• Set problem: Below is a listing; reproduce each line of it exactly.

• Records for this exercise:
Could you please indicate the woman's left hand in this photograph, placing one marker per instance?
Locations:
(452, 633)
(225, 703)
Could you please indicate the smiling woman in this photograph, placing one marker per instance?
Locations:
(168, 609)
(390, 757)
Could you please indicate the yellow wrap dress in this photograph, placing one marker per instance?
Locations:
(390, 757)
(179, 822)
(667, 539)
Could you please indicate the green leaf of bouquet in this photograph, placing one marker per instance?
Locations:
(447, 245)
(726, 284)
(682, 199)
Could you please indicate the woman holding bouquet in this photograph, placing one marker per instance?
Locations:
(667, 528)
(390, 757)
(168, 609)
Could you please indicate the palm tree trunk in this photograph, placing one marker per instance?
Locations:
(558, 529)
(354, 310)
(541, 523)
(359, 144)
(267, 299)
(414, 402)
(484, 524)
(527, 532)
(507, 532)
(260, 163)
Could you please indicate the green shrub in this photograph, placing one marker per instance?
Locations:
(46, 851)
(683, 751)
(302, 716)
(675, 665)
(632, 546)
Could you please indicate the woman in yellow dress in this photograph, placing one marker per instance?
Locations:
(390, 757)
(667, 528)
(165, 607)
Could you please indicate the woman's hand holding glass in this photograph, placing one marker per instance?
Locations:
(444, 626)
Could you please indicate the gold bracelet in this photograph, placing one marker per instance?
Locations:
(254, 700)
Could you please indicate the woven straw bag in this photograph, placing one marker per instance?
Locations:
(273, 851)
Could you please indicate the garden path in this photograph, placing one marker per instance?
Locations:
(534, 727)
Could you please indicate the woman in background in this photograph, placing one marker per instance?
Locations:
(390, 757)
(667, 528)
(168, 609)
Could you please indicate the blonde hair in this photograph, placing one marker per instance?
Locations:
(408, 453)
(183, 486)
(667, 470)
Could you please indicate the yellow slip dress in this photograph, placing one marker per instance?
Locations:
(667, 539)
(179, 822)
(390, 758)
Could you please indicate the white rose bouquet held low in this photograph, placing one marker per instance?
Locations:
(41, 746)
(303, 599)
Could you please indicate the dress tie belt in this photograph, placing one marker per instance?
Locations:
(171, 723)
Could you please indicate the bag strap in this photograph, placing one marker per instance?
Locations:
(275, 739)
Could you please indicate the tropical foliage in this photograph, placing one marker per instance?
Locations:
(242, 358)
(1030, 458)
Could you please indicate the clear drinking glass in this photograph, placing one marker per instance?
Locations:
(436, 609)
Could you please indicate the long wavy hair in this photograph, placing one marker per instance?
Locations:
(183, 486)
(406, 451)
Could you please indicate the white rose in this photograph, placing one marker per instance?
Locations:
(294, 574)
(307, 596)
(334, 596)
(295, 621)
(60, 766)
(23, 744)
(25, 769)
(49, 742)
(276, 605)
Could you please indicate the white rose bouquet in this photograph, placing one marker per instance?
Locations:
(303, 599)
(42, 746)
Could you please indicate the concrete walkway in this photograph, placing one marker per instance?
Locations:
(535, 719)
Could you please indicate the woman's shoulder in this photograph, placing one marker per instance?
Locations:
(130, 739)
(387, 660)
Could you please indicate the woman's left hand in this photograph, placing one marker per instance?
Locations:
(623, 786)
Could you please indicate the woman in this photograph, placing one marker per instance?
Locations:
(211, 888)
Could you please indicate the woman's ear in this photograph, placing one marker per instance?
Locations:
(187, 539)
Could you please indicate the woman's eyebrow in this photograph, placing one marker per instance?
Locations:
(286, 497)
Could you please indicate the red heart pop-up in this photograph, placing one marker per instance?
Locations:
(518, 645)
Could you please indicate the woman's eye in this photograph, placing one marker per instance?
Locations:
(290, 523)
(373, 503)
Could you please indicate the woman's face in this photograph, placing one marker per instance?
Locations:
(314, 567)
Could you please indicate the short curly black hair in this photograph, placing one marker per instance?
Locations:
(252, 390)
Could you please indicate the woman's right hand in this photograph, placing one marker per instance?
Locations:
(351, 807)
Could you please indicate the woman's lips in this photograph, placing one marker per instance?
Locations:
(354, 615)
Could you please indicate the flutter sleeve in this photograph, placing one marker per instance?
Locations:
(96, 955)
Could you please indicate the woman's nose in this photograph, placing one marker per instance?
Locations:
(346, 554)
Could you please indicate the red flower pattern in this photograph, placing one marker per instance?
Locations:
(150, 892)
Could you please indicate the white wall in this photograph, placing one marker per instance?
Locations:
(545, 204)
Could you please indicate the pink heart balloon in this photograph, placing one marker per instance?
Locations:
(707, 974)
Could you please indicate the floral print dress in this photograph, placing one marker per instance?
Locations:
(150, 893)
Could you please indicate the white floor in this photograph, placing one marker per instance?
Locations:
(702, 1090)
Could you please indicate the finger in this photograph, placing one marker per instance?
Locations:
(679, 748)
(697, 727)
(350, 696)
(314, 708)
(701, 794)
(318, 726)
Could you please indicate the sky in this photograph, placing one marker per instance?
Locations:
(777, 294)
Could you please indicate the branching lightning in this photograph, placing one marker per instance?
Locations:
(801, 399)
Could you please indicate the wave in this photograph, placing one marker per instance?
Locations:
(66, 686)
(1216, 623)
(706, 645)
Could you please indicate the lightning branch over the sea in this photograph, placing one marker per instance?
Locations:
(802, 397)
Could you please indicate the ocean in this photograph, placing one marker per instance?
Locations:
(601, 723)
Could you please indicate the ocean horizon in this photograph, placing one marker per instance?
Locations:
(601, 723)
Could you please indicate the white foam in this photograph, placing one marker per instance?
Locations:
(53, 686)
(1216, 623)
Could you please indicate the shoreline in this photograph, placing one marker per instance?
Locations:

• Solution to this problem:
Could you please indicate the woman's left hand in this photograph, placing one marker per instance?
Locations:
(452, 633)
(225, 703)
Could you please indicate the smiling woman in this photograph, placing one marker per instance?
Locations:
(168, 609)
(390, 757)
Could you please indicate the yellow wrap dress in this photograph, placing one marker per instance?
Locations:
(390, 757)
(179, 822)
(667, 539)
Could you please indicate the green leaf of bouquet in this photograph, placing one marker per instance?
Locations:
(447, 245)
(726, 284)
(682, 199)
Could you please indicate the woman holding bouquet in this photograph, placing one marker per instance?
Locations:
(667, 528)
(390, 757)
(168, 609)
Could you please indicate the palm tree trunk in this photograph, placing one marker per instance?
Locations:
(558, 529)
(354, 310)
(541, 523)
(359, 144)
(267, 299)
(414, 402)
(484, 524)
(527, 532)
(507, 532)
(260, 163)
Could you please indicate the green shrub in this photograph, placing one marker per instance?
Locations:
(46, 851)
(683, 751)
(302, 716)
(675, 665)
(632, 546)
Could you please indicate the woman in yellow dress in this photograph, placing one marker per instance?
Locations:
(390, 757)
(667, 528)
(165, 607)
Could you please indicate the woman's hand holding glass in this photograph, placing one marker per instance?
Locations:
(444, 626)
Could you please indicate the gold bracelet in this photograph, placing one marker per instance?
Locations:
(254, 700)
Could you please indicate the woven straw bag in this photograph, placing one marker per instance?
Locations:
(273, 851)
Could you please indicate the garden path in this photograph, placing one marker per instance?
Locations:
(534, 727)
Could you please indicate the woman in background in this photograph, placing one marker per instance?
Locations:
(390, 757)
(667, 528)
(168, 609)
Could you please indicate the blonde hair in this photograph, placing one marker per instance?
Locations:
(408, 453)
(183, 486)
(667, 470)
Could you please indicate the yellow slip dress in this photograph, placing one marker per instance?
Locations:
(667, 539)
(179, 822)
(390, 758)
Could you please indicate the white rose bouquet held low in this photograph, placing one marker per instance?
Locations:
(41, 746)
(303, 599)
Could you please indicate the dress tie belt in this photograph, placing one marker per instance?
Locations:
(171, 723)
Could you please indicate the bag strap in this photograph, placing one marker per instance?
Locations:
(275, 739)
Could you please indicate the tropical foliage in this photograph, placing one marker per instance?
Locations:
(242, 358)
(1030, 458)
Could you please indicate the clear drinking glass in this photograph, placing one marker per instance?
Locations:
(436, 609)
Could you please indicate the long wavy hair in this photograph, placing one marker per instance?
Locations:
(183, 486)
(406, 451)
Could you please indicate the white rose in this photograph, placing one marker per instance?
Locations:
(294, 574)
(307, 596)
(334, 596)
(295, 621)
(60, 766)
(23, 744)
(25, 769)
(49, 742)
(276, 605)
Could you please indicate the white rose bouquet in this photograph, placing one marker per instance?
Locations:
(303, 599)
(42, 746)
Could you please indicate the concrete walkway in this photograph, placing one marker per instance?
Locations:
(535, 719)
Could you please indicate the woman's shoulder in this photograph, placing one marker per instance?
Locations:
(130, 739)
(387, 660)
Could you please indicate the woman's left hand in this photograph, placing one marker per instance?
Locations:
(623, 786)
Could you please indicate the woman in this photograph, placing one marker per instance?
Locations:
(211, 888)
Could you please indicate the woman's ear in this photograph, placing one marker per instance?
Locations:
(187, 539)
Could you please indicate the woman's eyebrow in this photograph, placing one marker per instance?
Locations:
(286, 497)
Could you please indicate the red heart pop-up in this photograph, placing one marker per instance?
Locations:
(518, 645)
Could you please indicate the woman's eye in this photograph, placing one marker per instance?
Locations:
(290, 523)
(373, 503)
Could you please indicate the woman's face in this photograph, placing one marker per instance?
Locations:
(314, 567)
Could you please indicate the short curly black hair in this photograph, placing one marker per instance?
Locations:
(252, 390)
Could you please indicate the woman's right hand in this photograph, placing one marker per instance?
Locations:
(351, 807)
Could you please indicate the woman's lips in this photograph, placing one marker per instance?
Locations:
(354, 615)
Could you please indicate the flutter sleeve in this photograph, placing one marker per instance?
Locations:
(96, 955)
Could you please indicate the woman's nose in this photograph, placing one marker per instance?
Locations:
(346, 554)
Could you please indicate the red flower pattern in this photograph, placing one marker per instance?
Locations:
(150, 892)
Could you please indicate the white wall in this photograph, placing one marker per instance?
Locations:
(545, 204)
Could you please indicate the pink heart balloon in this photograph, placing one marker per instance?
Locations:
(707, 974)
Could you please indicate the floral print dress in this photograph, placing one marker per instance?
Locations:
(150, 893)
Could you please indicate the white floor in this photograph, placing one marker per instance?
Locations:
(702, 1090)
Could you please indicate the finger in this photograph, placing one marker per instance?
Locations:
(679, 748)
(697, 727)
(350, 696)
(314, 708)
(701, 794)
(318, 726)
Could you please indicate the sky in this photograph, placing one marker per instance?
Locations:
(777, 294)
Could you please indicate the branching lightning in this photograph, placing one marker per instance?
Locations:
(801, 399)
Could you please indicate the wave in this photograph, placing one marker per instance?
Locations:
(66, 686)
(1216, 623)
(706, 645)
Could you please indicate the lightning branch over the sea in this photograph, placing one marker per instance?
Locations:
(802, 397)
Could you please indicate the ocean in this photograph, placing one marker per instance?
Locations:
(601, 723)
Could you please indicate the ocean horizon in this photograph, placing one marker per instance?
Locations:
(601, 723)
Could you please indicate the white foam in this photograph, placing one marker per instance?
Locations:
(53, 686)
(1216, 623)
Could you please indicate the shoreline in this photograph, placing one marker per instance?
Locations:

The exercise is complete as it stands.